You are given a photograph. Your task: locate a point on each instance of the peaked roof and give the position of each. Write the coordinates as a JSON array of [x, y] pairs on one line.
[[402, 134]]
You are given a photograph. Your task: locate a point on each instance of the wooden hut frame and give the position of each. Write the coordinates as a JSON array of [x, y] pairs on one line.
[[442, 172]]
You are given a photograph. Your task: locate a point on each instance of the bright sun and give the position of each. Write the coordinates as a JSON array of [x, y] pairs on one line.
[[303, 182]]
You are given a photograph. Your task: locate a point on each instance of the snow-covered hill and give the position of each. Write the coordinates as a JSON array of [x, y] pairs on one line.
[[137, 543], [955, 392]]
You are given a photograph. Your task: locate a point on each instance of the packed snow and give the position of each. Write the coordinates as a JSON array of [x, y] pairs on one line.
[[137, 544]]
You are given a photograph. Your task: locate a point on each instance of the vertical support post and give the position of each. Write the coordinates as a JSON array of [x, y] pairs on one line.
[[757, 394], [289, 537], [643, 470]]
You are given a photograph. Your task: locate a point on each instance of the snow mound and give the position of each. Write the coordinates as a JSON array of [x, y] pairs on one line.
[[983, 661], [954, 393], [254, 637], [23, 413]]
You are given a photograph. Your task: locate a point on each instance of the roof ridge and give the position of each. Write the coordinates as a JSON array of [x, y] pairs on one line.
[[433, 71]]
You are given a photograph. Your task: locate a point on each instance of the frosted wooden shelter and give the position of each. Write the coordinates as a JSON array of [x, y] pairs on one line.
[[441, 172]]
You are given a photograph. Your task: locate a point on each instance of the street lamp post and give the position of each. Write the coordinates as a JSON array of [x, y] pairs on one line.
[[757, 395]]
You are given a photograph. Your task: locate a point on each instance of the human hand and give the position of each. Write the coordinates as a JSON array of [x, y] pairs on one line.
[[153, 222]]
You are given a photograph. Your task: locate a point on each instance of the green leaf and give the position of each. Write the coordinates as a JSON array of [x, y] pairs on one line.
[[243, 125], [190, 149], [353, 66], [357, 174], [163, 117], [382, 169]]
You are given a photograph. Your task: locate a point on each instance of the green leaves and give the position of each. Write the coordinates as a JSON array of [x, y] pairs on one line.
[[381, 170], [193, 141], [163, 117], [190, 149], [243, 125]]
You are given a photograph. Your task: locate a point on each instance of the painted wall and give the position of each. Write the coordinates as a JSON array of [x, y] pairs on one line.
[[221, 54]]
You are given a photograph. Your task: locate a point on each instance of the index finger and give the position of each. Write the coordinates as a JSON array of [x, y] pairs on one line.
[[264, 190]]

◆ ◆ ◆ ◆ ◆ ◆ ◆

_TASK GOAL_. The answer should consist only of the lines from the line containing "the green leaf" through the final line of the listing above, reproduced exactly.

_RESULT OF THIS EXERCISE_.
You are given a photograph. Your task: locate a point on each instance of the green leaf and give the position of each. Write the coordinates as a JSON array of [x, y] pairs on one line.
[[243, 125], [190, 149], [353, 66], [357, 174], [163, 117], [382, 169]]
You are given a photograph. Your task: locate a point on each instance of the green leaves and give the position of each. Write the coordinates as a JSON array of [x, y] pairs on one line.
[[381, 170], [193, 141], [163, 117], [190, 149], [243, 125]]
You are given a photograph. Your task: locate a point on each instance of the painted wall and give the position of each. Write the coordinates as a JSON array of [x, y] pairs on one line.
[[221, 54]]
You are given a photograph. Your task: locate a point on each instance of the index finger and give the position of each. Write the coordinates as a JSON array of [x, y] pairs on one line.
[[264, 190]]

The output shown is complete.